◆ **BRIEF**
Below are the records; give the number of their lines that contain the word "field" and nothing more.

__________________________________________________

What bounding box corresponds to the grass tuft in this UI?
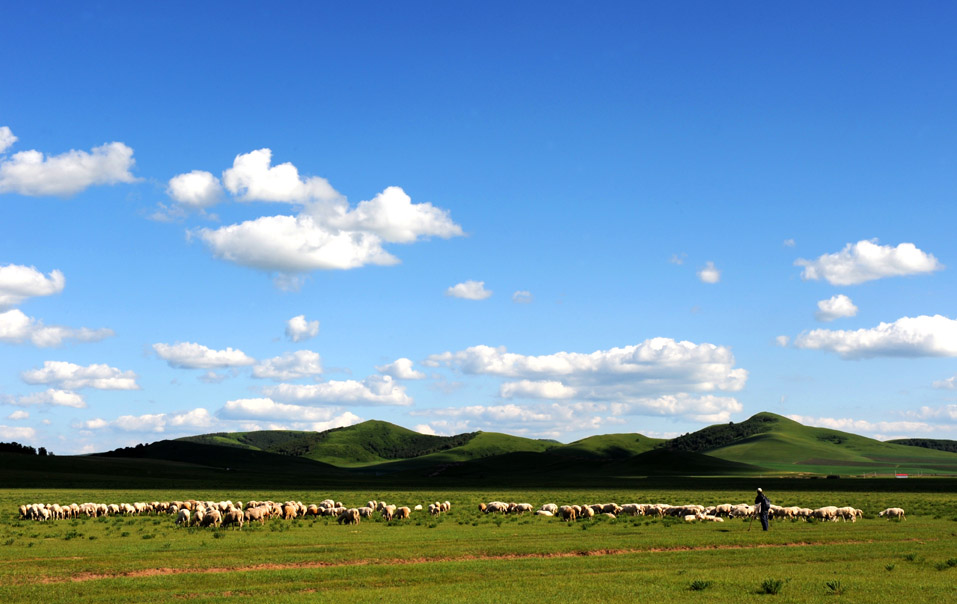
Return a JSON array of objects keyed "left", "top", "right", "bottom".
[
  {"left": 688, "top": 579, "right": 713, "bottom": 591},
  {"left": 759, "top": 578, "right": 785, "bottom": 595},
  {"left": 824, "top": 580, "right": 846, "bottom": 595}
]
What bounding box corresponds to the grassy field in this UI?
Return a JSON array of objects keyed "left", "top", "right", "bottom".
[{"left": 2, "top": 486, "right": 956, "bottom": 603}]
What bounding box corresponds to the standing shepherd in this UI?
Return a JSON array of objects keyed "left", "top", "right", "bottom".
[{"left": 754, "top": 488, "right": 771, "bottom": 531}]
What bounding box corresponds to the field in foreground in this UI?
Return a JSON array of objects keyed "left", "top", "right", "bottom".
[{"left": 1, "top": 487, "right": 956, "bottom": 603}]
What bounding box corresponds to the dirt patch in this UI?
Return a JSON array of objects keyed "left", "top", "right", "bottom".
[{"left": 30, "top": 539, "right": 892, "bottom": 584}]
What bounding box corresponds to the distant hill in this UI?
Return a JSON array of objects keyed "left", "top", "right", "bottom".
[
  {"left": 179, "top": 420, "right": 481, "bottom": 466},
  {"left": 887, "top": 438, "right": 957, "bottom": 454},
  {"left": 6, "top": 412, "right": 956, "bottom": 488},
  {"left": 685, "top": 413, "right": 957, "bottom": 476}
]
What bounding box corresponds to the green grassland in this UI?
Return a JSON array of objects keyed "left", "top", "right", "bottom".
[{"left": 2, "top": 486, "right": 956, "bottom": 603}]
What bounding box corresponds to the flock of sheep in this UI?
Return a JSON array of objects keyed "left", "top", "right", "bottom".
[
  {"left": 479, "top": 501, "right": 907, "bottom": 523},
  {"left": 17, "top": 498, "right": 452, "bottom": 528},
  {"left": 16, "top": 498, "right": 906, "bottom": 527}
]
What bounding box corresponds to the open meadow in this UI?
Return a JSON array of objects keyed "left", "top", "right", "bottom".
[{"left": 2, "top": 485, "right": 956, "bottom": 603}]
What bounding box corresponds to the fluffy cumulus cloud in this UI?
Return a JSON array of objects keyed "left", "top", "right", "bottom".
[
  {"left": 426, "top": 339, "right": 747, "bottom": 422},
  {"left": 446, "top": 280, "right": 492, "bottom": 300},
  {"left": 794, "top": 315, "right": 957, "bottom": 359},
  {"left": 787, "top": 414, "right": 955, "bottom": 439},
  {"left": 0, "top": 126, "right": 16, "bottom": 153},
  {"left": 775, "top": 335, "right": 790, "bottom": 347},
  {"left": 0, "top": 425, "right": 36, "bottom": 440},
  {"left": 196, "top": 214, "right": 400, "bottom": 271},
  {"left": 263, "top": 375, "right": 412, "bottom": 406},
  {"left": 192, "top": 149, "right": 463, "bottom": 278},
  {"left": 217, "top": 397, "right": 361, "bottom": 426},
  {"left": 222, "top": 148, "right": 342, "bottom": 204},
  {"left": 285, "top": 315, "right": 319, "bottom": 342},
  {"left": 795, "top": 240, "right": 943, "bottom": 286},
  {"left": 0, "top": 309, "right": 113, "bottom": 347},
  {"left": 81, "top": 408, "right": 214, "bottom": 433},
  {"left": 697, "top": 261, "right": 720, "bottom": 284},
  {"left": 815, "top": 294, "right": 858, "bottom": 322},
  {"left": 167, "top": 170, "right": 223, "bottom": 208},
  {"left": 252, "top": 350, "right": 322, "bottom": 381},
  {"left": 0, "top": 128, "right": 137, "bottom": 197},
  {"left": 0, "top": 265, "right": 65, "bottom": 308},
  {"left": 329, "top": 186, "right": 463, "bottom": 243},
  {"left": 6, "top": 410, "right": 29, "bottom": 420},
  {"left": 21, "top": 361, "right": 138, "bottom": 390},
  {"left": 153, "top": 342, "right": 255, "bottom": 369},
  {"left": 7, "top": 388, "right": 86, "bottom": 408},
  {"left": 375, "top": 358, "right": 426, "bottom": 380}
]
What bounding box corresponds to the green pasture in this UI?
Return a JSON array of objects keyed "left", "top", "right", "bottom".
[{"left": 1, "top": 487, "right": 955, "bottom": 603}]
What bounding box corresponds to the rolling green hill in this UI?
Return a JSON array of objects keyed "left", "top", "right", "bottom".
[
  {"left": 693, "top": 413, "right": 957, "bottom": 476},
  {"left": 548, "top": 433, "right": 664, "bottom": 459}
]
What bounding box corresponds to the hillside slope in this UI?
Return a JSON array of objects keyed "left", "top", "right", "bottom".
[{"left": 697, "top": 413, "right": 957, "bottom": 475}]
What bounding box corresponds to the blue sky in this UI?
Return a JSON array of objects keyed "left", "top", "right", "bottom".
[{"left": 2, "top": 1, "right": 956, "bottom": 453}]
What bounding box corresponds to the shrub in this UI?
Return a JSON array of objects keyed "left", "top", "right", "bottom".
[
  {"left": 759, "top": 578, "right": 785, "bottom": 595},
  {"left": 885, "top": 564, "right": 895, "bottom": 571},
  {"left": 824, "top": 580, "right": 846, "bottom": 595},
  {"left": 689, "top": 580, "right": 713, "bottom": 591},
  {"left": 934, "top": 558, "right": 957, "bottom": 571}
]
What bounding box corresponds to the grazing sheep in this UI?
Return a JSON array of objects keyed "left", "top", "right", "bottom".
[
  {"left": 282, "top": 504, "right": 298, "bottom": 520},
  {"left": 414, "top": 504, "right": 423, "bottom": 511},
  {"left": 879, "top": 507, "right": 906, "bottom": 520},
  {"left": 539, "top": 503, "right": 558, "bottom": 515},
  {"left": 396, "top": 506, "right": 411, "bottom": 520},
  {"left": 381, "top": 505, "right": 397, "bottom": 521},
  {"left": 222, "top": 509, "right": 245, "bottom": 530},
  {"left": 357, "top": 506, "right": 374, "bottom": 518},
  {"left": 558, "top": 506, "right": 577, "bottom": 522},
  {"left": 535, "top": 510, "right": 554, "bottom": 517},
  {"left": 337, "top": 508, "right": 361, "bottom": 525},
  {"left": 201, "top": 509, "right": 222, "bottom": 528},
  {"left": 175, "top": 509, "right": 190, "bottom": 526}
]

__________________________________________________

◆ **EXERCISE RESULT**
2